When a record holds a picture, leave the picture out and copy everything else exactly.

---- Provided data

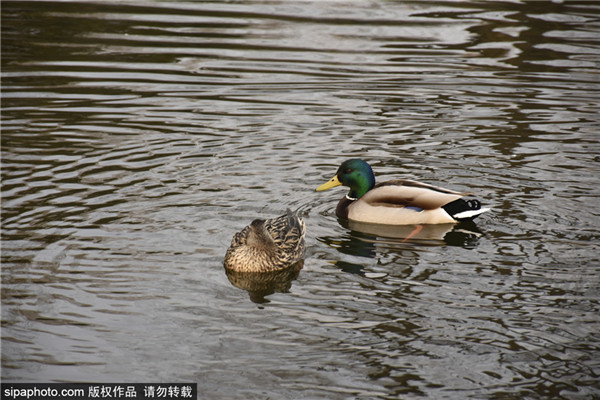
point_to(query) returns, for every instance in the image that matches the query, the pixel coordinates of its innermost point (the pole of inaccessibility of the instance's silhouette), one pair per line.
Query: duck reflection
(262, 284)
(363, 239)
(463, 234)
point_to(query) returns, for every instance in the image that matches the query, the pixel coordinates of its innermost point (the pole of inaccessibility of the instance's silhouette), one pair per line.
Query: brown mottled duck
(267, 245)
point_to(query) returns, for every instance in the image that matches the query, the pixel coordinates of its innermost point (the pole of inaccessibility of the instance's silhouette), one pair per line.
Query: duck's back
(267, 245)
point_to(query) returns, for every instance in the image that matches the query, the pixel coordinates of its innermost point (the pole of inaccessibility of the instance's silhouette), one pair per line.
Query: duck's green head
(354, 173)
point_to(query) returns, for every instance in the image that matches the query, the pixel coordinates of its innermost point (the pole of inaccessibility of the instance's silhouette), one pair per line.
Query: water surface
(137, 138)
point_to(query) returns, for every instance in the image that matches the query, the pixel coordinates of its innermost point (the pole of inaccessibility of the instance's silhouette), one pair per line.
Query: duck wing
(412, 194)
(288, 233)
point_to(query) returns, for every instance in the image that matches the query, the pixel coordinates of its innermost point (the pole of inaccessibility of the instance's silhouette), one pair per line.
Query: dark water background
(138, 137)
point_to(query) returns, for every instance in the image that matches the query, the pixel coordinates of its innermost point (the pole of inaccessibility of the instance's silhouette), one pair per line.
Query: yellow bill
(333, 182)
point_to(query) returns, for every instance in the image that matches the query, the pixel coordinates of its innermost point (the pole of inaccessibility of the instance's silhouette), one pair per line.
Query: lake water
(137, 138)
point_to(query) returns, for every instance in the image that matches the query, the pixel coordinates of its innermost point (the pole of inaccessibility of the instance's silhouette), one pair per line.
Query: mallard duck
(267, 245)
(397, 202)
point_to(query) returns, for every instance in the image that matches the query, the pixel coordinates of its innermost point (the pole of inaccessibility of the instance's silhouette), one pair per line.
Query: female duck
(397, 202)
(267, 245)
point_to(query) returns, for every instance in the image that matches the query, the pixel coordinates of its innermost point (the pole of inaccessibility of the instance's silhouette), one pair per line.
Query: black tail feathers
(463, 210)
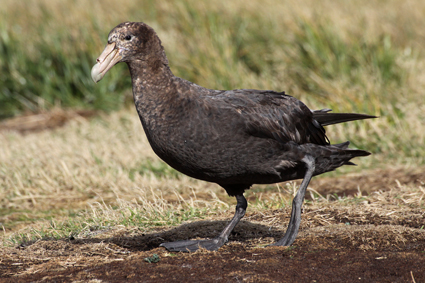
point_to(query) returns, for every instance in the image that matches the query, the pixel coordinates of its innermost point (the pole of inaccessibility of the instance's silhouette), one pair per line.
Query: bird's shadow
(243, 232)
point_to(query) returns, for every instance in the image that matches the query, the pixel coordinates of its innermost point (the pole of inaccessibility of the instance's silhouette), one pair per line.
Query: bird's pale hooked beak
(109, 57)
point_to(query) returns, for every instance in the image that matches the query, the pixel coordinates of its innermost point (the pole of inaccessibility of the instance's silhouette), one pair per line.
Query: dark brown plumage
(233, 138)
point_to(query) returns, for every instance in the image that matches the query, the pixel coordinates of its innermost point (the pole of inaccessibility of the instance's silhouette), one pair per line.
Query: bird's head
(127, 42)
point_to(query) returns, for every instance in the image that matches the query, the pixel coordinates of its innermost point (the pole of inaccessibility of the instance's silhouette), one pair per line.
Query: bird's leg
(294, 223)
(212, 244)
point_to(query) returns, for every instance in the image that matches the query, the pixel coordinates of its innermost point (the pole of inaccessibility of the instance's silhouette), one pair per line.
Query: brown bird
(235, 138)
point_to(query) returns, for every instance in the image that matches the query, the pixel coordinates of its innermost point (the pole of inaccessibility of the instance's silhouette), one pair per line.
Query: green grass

--------

* Exercise response
point_to(query) returns, for every instance in the image that matches the query, the pixel coordinates of its innermost point (the pole of inaccessibility of the instance's silhouette), one pair per line.
Query: duck reflection
(262, 284)
(363, 239)
(463, 234)
point_to(query) returns, for every instance in the image that matches the query, the pixel coordinates of its innermost point (the pole of inaccessibility of the instance's silhouette), one pair per line.
Query: brown mottled duck
(267, 245)
point_to(query) returns, for every instance in the image that matches the query, the pixel coordinates of its innermost point (the pole of inaccessibility of the instance's silhouette), one pair per line.
Query: duck's back
(267, 245)
point_to(query) returns, for every instance in the image that matches the query, the pixel coordinates of its innermost point (the pole of inaccessibility of the instance's silhouette), one pair per line.
Query: duck's green head
(354, 173)
point_to(query) returns, for every instance in the image that matches the query, the pixel coordinates of its innermost point (the pole of inaccessibility of the instance's silhouette), one pair per line.
Query: water surface
(137, 138)
point_to(query) returns, for every instance in the image that matches the query, the pixel coordinates of its innermost point (the pole of inaccessibility of the instance's silhouette), one pair per line.
Query: duck wing
(412, 194)
(288, 233)
point_to(query) returns, for every instance in the image that matches the query, the pixel coordinates of its innermost point (the pole of inaccessibility of the instance's silhouette), one pair per line.
Query: dark water background
(138, 137)
point_to(query) returns, for every instance in the image that matches the query, the pixel coordinates of its innermost point (the pole of inaccessibility of the instance's silhouette), one pair per line.
Query: yellow bill
(333, 182)
point_to(query) returns, for every instance in the image that matches the query, the pixel coordinates of its innermost point (the pole of inaccessibility of the instance's silhouette), one pair per line.
Query: lake water
(137, 138)
point_to(query) returns, for every instance in the image that matches the query, the pixel coordinates of its innermost point (the pole of inaccessibility of the instance's silhouette), one pair per line.
Query: mallard duck
(267, 245)
(397, 202)
point_to(query) returns, for every instance in the image that matches the query, the pixel coordinates of its innermost point (the pole of inaccessibility of the instance's silhouette), one pair per line.
Query: female duck
(397, 202)
(267, 245)
point_to(query) returns, for every instance in the image that matches the query, the pixel coordinates of its innermost point (the pole of inaccessibility of the instance's silhouette), one pair per line.
Query: black tail feathers
(463, 210)
point_to(query) returns, for every instance in the image that matches the query, the pixel coordinates of its innermost point (the pole of inaccessibility of the instance's silhouette), one pair per line.
Query: bird's shadow
(243, 232)
point_to(query) returns, for every instance in the image that matches the query, the pixel coordinates of its innermost point (the pole of inaccessibility of the instance's silhouette), one pair per line.
Query: bird's pale hooked beak
(109, 57)
point_to(query) returns, for every instance in the image that matches the query, the pixel coordinates of its innermost point (the pole of inaccessibility of the instance's silhouette), one pair per line.
Query: dark brown plumage
(233, 138)
point_to(query) returns, for every instance in the image that matches the query, the pixel coordinates of its innermost point (the pole of inaccessibility of the instance's silhouette), one pair per line.
Query: bird's head
(127, 42)
point_to(query) returns, for every instance in the image that matches the query, the pixel coordinates of its innermost point (the pole of inaccessibility of the instance's silhouette), one pair per line.
Query: bird's leg
(294, 223)
(212, 244)
point_to(query) returns, for every instance in the image that matches the query, the pixel coordinates of its innermost point (the pole of inaccessibility of the instance's silhouette), one pair per line.
Query: brown bird
(235, 138)
point_to(query) returns, for every instance in the image that matches the query, the pixel coordinates of its innermost point (the pole of inaccessibility of the instance's silhouette), one pair per line.
Query: green grass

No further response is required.